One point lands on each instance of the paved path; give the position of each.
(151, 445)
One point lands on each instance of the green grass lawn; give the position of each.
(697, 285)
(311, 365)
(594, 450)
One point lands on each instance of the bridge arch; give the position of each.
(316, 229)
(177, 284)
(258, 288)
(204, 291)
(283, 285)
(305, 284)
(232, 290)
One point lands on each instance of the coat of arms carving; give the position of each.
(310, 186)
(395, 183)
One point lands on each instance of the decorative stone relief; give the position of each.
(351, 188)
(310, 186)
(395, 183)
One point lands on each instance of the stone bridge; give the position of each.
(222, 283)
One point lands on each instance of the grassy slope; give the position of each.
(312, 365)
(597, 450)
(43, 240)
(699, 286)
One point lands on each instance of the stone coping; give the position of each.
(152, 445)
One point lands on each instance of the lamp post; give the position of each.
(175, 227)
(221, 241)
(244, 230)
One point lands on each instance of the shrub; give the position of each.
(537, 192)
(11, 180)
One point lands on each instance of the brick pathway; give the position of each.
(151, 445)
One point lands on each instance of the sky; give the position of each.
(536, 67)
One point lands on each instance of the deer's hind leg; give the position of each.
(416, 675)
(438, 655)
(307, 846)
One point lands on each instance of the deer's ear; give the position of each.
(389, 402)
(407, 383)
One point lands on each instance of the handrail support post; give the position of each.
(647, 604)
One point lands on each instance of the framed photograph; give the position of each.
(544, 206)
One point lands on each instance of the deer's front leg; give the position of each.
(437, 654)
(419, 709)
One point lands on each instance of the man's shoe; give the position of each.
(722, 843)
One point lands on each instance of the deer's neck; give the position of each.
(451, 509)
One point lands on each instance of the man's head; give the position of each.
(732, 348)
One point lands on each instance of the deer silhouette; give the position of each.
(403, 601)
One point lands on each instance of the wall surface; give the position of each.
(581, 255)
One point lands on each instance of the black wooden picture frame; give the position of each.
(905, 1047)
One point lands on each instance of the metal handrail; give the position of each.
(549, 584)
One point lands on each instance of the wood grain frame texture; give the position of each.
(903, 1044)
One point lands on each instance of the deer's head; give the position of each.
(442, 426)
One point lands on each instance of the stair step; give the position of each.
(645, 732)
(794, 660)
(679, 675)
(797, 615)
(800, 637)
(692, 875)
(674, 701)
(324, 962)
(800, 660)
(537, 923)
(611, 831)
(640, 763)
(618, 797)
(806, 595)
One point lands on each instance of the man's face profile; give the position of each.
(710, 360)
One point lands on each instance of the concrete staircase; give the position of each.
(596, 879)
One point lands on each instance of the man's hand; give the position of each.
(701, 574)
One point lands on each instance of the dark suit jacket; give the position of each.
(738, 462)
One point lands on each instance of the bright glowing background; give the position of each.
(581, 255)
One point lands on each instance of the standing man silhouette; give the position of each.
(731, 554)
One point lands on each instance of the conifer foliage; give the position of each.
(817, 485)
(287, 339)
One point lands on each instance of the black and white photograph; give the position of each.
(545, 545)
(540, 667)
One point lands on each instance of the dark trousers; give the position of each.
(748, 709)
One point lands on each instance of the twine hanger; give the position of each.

********************

Description of the task:
Write out all of the items above line for line, without changing a single character.

Completed task:
One point lands on each instance of the paved path; give the position of each.
(151, 445)
One point lands on each instance of the green grass lawn; give the position of each.
(697, 285)
(311, 365)
(594, 450)
One point lands on each instance of the bridge arch; give the position of each.
(316, 229)
(177, 284)
(258, 288)
(204, 291)
(283, 285)
(305, 284)
(232, 290)
One point lands on each instance of the coat of arms carving; give the position of each.
(310, 186)
(395, 183)
One point lands on each instance of the decorative stone relief; give the position of each.
(351, 188)
(310, 186)
(395, 183)
One point lands on each instance of the stone bridge; give the position of each.
(222, 283)
One point lands on each instance of the grassy slope; give the position of each.
(312, 365)
(597, 450)
(43, 240)
(699, 286)
One point lands on each instance of the stone coping; give the position of each.
(152, 445)
One point lands on each instance of the lamp post; give the position of each.
(175, 227)
(221, 241)
(244, 230)
One point lands on each instance of the shrub; give the position of each.
(537, 192)
(11, 180)
One point lands on each instance of the brick pathway; give the position of each.
(151, 445)
One point lands on each instance of the sky; give the position of each.
(536, 67)
One point lands on each instance of the deer's hind leg; give the position of each.
(416, 675)
(438, 655)
(307, 846)
One point lands on each instance of the deer's ear; give the position of each.
(389, 402)
(407, 383)
One point lands on each instance of the handrail support post; give the position of each.
(647, 604)
One point lands on each instance of the framed photograph; give the position of each.
(544, 206)
One point lands on each instance of the deer's front leg; give the position of each.
(437, 654)
(419, 709)
One point lands on each instance of the man's shoe; give the position of each.
(722, 843)
One point lands on each instance of the deer's neck; give the position of each.
(451, 509)
One point lands on each instance of the man's head; give the position of each.
(732, 348)
One point lands on each instance of the deer silhouette; give the position of each.
(403, 601)
One point lands on each instance of the wall surface; give the position of each.
(581, 255)
One point lands on each instance of the black wooden picture frame; give the position of each.
(905, 1047)
One point lands on each instance of the metal handrail; give the position of each.
(549, 584)
One point lands on each instance of the wood grain frame texture; give the position of each.
(903, 1044)
One point lands on each instance of the deer's head; give the position of each.
(442, 426)
One point lands on each instance of the stair step; give the position of each.
(645, 732)
(794, 660)
(679, 675)
(797, 615)
(800, 637)
(692, 875)
(674, 701)
(324, 962)
(800, 660)
(537, 923)
(611, 831)
(640, 763)
(618, 797)
(806, 595)
One point lands on each instance of the man's face profile; give the position of each.
(710, 360)
One point lands on each instance of the concrete staircase; give the position of each.
(596, 879)
One point lands on each instance of the man's hand; give the position of each.
(701, 574)
One point lands on each instance of the dark suit jacket; give the position of each.
(738, 462)
One point lands on each instance of the bright glowing background; give the position of each.
(581, 255)
One point lands on each instance of the standing man silhouette; give the position of each.
(731, 554)
One point lands on each instance of the conifer foliage; give the position of each.
(817, 485)
(287, 339)
One point lands on each instance of the black and white photograph; give the position of each.
(545, 545)
(540, 667)
One point lands on each instance of the dark trousers; give the position of each.
(748, 709)
One point lands on each instance of the twine hanger; give the position of each.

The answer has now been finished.